→ **Data records**:
────

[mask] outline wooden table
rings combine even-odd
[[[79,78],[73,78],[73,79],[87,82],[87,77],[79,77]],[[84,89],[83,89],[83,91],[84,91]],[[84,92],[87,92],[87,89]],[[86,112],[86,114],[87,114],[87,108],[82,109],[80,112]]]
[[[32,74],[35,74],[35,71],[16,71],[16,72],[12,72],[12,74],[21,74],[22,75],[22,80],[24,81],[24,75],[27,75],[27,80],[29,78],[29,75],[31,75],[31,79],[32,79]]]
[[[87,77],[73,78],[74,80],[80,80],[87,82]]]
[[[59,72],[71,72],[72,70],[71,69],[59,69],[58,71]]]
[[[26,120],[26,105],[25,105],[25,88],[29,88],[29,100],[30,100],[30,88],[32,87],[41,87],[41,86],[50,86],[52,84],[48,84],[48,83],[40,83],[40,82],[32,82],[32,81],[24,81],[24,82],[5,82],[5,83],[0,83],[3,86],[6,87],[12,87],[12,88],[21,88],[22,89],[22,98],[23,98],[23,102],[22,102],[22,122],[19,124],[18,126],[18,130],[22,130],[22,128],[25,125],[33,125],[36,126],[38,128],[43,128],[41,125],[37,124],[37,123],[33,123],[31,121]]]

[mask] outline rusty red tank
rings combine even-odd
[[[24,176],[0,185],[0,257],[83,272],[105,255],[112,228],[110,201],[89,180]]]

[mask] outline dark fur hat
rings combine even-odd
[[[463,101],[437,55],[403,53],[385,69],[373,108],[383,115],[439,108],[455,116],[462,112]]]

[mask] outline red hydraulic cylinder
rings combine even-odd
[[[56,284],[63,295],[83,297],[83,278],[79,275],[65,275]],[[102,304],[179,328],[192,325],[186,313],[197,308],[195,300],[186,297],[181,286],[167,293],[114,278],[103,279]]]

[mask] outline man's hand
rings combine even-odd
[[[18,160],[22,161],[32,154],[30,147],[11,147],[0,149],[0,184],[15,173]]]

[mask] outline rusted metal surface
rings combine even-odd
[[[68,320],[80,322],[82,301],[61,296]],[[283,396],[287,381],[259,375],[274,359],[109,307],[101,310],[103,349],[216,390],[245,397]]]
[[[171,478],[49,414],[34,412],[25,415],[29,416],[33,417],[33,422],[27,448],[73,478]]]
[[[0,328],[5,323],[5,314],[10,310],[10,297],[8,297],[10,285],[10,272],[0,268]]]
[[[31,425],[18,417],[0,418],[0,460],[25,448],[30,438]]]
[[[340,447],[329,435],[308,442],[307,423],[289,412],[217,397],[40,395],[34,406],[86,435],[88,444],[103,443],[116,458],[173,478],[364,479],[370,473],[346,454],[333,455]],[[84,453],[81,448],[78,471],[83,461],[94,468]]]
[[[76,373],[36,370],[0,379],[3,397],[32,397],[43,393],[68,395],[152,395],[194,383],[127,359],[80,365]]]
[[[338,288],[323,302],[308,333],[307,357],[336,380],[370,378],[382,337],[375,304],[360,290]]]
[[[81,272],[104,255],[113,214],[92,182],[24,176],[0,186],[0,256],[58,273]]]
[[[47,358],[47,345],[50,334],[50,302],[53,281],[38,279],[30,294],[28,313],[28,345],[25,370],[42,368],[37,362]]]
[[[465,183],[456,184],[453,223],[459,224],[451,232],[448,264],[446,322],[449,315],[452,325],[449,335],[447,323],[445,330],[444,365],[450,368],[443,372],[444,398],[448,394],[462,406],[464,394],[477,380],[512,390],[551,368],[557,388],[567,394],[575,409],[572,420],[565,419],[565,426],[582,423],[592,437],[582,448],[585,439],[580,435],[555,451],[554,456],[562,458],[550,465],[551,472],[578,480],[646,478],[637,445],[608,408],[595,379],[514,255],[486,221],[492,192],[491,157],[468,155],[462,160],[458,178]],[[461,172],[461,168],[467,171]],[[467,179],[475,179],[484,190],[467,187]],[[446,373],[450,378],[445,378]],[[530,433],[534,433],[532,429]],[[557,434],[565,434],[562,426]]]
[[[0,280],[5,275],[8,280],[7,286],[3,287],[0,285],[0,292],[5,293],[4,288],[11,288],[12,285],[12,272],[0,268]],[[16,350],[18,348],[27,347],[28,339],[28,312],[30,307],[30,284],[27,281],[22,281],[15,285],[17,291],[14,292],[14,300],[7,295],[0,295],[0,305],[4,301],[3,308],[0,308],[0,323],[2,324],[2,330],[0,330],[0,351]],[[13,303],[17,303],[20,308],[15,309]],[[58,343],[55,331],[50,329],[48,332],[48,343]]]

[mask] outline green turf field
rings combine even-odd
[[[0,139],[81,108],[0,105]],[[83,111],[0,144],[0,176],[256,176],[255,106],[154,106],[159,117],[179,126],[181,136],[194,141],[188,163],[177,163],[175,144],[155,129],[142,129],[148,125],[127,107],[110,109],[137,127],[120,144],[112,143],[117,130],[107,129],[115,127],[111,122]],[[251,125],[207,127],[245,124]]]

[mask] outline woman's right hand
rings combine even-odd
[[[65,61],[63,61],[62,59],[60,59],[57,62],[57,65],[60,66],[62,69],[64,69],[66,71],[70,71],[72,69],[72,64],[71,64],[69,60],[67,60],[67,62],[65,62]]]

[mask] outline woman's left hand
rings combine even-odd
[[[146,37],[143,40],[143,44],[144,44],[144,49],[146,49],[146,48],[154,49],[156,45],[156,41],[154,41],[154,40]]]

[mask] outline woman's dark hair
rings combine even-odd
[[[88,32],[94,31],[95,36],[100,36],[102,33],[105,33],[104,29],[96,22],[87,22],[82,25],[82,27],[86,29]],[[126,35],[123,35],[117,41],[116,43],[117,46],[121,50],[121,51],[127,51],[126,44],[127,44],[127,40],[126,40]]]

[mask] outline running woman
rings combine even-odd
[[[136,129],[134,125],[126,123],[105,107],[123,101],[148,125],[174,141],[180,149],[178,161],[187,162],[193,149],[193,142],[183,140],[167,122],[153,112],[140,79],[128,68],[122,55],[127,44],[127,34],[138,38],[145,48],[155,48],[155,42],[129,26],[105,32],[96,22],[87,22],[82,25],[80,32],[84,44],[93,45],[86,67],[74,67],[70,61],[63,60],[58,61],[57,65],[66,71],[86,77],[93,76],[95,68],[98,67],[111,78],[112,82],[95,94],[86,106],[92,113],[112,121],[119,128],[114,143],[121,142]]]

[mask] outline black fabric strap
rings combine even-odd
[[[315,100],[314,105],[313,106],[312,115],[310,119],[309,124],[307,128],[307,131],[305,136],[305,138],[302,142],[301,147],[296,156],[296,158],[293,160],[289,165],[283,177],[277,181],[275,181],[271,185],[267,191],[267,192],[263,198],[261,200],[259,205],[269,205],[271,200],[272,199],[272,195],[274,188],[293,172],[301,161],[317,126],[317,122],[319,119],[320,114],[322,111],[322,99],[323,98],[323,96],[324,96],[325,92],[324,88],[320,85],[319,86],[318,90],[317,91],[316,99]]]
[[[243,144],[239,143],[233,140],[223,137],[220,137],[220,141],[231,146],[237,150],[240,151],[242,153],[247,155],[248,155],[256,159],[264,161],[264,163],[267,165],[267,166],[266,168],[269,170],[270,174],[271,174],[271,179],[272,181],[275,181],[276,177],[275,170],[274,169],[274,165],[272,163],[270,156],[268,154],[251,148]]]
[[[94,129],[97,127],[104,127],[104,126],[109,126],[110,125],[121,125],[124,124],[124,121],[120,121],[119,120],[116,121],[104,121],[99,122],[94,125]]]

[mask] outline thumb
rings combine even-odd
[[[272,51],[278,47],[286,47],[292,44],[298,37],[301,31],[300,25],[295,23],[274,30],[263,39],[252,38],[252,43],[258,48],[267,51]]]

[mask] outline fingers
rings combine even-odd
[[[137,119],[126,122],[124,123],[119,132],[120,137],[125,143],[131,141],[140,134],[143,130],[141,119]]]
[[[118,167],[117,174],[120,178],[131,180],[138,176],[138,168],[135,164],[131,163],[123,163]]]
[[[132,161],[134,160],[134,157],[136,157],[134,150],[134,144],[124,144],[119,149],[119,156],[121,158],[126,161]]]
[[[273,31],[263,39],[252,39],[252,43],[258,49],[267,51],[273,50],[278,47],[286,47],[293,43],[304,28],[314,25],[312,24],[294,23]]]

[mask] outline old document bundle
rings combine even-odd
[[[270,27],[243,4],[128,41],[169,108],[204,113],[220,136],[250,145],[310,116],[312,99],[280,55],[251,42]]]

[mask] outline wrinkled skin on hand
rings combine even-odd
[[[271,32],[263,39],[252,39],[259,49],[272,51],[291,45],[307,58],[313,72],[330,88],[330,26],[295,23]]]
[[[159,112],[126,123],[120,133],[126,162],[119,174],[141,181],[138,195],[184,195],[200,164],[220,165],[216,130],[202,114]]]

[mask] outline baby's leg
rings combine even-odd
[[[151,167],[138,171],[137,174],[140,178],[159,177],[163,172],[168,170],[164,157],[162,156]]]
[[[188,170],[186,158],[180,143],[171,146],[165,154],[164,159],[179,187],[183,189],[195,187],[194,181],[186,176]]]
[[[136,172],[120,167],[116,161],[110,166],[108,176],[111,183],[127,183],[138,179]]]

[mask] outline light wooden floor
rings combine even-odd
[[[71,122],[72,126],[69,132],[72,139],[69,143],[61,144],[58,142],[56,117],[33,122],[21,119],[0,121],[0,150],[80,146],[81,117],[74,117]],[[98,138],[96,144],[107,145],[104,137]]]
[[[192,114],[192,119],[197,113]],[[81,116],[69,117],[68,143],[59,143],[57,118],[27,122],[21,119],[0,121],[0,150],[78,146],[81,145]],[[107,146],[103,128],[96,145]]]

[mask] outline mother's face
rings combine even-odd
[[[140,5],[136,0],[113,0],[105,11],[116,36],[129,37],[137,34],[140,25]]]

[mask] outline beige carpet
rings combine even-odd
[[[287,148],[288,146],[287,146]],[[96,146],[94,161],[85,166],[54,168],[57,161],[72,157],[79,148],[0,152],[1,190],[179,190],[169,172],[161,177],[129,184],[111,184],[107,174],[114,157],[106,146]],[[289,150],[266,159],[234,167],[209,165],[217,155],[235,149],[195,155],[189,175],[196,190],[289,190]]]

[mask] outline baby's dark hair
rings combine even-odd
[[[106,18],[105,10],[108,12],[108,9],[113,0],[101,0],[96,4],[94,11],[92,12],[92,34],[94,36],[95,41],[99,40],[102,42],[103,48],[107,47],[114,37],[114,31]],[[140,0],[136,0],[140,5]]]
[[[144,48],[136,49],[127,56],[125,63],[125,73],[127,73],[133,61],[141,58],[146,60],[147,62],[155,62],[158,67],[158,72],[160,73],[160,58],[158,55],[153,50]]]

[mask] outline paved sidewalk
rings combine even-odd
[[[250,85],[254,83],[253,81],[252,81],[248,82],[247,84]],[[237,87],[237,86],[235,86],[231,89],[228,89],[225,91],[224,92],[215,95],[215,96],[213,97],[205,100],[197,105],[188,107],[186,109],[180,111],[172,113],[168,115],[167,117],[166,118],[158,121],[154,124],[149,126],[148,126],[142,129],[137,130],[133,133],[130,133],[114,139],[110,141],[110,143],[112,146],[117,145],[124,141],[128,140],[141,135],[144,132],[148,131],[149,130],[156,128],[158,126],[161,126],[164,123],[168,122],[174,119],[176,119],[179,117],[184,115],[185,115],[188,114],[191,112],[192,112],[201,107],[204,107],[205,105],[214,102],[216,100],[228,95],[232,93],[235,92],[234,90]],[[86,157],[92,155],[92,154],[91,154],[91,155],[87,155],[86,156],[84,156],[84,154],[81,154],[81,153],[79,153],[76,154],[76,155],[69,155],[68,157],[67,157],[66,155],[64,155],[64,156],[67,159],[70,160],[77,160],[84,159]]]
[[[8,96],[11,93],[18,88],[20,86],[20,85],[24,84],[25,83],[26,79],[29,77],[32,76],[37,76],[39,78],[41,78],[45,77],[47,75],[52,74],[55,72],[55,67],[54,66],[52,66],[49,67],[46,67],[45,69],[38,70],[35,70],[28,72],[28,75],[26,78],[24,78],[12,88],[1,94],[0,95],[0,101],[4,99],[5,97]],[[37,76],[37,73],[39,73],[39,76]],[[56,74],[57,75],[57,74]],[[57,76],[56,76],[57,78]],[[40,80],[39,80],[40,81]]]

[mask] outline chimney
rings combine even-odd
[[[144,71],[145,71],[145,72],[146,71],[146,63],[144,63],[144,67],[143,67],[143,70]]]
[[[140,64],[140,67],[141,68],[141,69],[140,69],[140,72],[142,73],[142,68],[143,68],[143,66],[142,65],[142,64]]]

────

→ **What to work on**: Reproduce the records without any change, starting at their first line and ending with the line that contains "[[[59,72],[71,72],[72,70],[71,69],[59,69],[58,71]]]", including that line.

→ **Answer for this exercise**:
[mask] outline wooden table
rings combine even-odd
[[[79,78],[73,78],[73,79],[87,82],[87,77],[79,77]],[[84,89],[83,89],[83,91],[84,91]],[[84,92],[87,92],[87,89]],[[86,112],[86,114],[87,114],[87,108],[82,109],[80,112]]]
[[[32,74],[35,74],[35,71],[16,71],[16,72],[12,72],[12,74],[21,74],[22,75],[22,80],[24,81],[24,75],[27,75],[27,80],[29,78],[29,75],[31,75],[31,79],[32,79]]]
[[[87,77],[73,78],[74,80],[80,80],[87,82]]]
[[[59,72],[71,72],[72,70],[71,69],[59,69],[58,71]]]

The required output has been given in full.